Instructions for the task:
Your task is to repeat the records exactly from the line containing "# point at: parked" onward, through the final line.

Data entries
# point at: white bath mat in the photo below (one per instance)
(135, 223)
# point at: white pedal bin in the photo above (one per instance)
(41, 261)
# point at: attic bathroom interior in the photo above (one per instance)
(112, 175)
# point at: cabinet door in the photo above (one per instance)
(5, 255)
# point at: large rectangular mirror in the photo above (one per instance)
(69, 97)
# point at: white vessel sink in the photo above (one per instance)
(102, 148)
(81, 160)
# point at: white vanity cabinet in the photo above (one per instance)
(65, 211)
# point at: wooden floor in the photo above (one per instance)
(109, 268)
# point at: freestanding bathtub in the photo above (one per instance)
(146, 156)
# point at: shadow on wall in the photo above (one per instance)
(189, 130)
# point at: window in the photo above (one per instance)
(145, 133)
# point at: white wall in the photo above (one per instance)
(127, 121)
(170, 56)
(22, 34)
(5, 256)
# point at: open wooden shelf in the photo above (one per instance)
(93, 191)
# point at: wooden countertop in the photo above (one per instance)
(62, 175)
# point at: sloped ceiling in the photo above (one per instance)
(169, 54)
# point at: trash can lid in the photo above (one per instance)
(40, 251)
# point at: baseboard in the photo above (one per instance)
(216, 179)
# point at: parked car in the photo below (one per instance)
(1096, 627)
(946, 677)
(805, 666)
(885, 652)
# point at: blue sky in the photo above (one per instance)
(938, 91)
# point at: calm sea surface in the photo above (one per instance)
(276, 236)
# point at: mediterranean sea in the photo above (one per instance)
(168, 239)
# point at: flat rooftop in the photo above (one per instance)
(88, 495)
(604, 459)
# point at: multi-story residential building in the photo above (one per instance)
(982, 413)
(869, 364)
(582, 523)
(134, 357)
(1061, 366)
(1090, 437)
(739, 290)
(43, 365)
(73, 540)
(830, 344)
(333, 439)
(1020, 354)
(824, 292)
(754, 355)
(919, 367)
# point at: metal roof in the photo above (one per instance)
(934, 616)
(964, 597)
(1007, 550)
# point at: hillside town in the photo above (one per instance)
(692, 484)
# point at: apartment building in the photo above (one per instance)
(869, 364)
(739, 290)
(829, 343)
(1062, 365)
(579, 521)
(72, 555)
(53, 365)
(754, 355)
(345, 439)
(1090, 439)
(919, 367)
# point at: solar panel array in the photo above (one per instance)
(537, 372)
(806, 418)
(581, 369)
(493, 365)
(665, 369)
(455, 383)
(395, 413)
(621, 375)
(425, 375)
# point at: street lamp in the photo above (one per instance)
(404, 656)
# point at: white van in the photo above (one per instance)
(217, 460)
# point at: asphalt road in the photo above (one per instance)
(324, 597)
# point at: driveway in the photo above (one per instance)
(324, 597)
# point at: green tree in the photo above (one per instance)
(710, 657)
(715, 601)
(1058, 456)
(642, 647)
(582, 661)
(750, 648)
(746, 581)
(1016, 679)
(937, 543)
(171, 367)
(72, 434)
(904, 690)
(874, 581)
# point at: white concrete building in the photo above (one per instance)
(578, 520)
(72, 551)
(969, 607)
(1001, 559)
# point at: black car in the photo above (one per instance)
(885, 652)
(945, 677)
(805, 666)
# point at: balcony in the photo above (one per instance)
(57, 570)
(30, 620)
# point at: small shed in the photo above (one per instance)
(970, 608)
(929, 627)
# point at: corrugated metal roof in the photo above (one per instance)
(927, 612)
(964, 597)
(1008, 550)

Answer for this exercise:
# point at: parked car in the photo below (one per instance)
(1096, 627)
(946, 677)
(805, 666)
(885, 652)
# point at: blue sky in the photo above (one per instance)
(938, 91)
# point at: calm sea surface in the photo above (one per instance)
(276, 236)
# point at: mediterranean sea in the photo above (one per instance)
(168, 239)
# point at: flat rooftop in the photo above (one per instance)
(88, 495)
(604, 459)
# point at: multi-story residential building in the photo above (one per instance)
(982, 413)
(869, 364)
(582, 523)
(134, 357)
(1061, 366)
(1090, 437)
(739, 290)
(43, 365)
(73, 540)
(830, 344)
(333, 439)
(1020, 354)
(824, 292)
(754, 355)
(919, 367)
# point at: metal roof in the photo above (one per instance)
(934, 616)
(964, 597)
(1007, 550)
# point at: hillside town in the photo above (one per instance)
(692, 484)
# point at: apartment building in the photo above (one per instance)
(869, 364)
(739, 290)
(829, 343)
(1062, 365)
(579, 521)
(72, 555)
(53, 365)
(754, 355)
(345, 439)
(1090, 439)
(919, 367)
# point at: solar panel array in the photo above (one per instance)
(537, 372)
(806, 418)
(581, 369)
(493, 365)
(665, 369)
(455, 383)
(395, 413)
(621, 375)
(425, 375)
# point at: street lamp in the photo above (one per instance)
(404, 656)
# point at: white van in the photo above (one per instance)
(217, 460)
# point at: asphalt road in the photo above (one per instance)
(324, 597)
# point at: driveway in the photo above (one per instance)
(324, 597)
# point at: green tree in the photo above (one per instance)
(710, 657)
(715, 601)
(1058, 456)
(642, 647)
(582, 661)
(750, 648)
(746, 581)
(1016, 679)
(937, 543)
(171, 367)
(72, 434)
(904, 690)
(874, 581)
# point at: white concrete building in the photo above (one per instance)
(578, 520)
(72, 551)
(969, 607)
(1001, 559)
# point at: black car in the photo above (one per instance)
(885, 652)
(945, 677)
(805, 666)
# point at: balcony in the photo above (one per instance)
(57, 570)
(30, 620)
# point at: small shed in the photo above (one per instance)
(970, 608)
(929, 627)
# point at: corrugated metal roof in the photo above (one per instance)
(927, 612)
(964, 597)
(1008, 550)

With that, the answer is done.